**Records for the task**
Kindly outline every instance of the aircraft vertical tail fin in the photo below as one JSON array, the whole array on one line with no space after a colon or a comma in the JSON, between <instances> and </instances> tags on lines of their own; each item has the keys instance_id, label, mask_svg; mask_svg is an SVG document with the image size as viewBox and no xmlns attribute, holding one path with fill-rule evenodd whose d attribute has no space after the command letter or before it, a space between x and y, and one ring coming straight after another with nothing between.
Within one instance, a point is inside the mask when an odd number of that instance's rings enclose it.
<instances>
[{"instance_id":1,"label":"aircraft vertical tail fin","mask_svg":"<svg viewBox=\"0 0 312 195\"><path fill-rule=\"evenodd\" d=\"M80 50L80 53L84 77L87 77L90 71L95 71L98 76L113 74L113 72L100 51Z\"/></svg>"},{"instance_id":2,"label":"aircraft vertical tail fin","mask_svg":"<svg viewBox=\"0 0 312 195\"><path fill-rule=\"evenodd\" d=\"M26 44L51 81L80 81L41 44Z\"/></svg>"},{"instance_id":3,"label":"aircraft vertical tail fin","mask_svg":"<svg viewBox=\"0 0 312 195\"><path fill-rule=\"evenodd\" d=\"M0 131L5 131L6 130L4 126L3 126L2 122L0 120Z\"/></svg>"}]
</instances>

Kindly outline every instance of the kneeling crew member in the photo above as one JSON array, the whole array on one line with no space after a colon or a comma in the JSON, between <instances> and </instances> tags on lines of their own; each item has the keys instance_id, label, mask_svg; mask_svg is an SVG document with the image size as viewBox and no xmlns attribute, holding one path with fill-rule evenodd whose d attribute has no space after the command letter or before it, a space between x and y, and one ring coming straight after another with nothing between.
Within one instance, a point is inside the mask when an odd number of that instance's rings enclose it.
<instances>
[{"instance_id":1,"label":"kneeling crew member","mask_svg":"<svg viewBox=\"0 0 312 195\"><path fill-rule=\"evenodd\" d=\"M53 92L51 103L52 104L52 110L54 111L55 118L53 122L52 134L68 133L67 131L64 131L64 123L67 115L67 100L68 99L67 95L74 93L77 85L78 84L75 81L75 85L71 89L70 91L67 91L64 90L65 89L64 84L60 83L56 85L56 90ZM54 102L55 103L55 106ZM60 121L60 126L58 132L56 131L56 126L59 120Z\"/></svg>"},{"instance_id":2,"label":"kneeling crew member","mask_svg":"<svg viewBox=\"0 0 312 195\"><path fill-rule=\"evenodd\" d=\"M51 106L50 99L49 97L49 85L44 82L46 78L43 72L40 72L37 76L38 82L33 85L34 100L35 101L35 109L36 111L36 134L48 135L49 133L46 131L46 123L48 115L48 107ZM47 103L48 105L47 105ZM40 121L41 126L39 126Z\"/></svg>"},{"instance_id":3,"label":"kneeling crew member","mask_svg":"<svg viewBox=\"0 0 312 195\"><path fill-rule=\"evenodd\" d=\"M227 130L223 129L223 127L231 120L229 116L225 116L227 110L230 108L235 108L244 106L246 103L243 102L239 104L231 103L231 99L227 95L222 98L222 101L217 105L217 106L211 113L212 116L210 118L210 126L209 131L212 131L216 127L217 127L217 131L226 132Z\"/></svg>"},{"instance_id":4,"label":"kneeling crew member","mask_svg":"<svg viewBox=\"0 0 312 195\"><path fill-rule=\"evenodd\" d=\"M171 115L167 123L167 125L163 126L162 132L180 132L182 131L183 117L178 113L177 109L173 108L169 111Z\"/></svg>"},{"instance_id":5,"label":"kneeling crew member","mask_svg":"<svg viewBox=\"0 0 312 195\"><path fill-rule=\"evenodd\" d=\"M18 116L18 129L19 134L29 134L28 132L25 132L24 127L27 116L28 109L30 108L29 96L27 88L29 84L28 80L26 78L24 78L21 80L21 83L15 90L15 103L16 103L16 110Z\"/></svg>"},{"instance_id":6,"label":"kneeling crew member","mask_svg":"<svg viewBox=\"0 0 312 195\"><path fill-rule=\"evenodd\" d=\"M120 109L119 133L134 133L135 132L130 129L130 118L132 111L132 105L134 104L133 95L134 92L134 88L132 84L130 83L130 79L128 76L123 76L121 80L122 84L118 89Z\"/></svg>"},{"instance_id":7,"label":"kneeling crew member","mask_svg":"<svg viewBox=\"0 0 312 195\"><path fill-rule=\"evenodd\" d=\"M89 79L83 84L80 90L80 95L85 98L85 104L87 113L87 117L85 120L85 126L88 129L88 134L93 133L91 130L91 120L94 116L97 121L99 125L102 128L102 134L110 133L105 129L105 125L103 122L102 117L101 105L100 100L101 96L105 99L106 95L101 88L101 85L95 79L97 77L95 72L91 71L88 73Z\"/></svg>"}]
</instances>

**Aim of the task**
Pull out every line above that contains the string "straight", matching case exactly.

**Answer to the exercise**
Kindly outline every instance of the aircraft vertical tail fin in the photo below as one JSON array, the whole array on one line with no space after a colon or a comma in the JSON, between <instances> and </instances> tags on lines of their own; each item has the keys instance_id, label, mask_svg; mask_svg is an SVG document with the image size as viewBox and no xmlns attribute, holding one path with fill-rule evenodd whose d attribute has no space after the command letter or before it, a space between x and y, and one ring coming straight after another with nothing between.
Kindly outline every instance of the kneeling crew member in the photo above as one JSON array, the whole array on one line with no space after a colon or a comma in the JSON, between <instances> and </instances> tags on lines of their own; each item has the keys instance_id, label, mask_svg; mask_svg is an SVG document with the image size as viewBox and no xmlns attribute, holding one path with fill-rule evenodd whose d attribute has no space after the command letter or before it, a space between x and y, and one ring coming straight after another with nothing between.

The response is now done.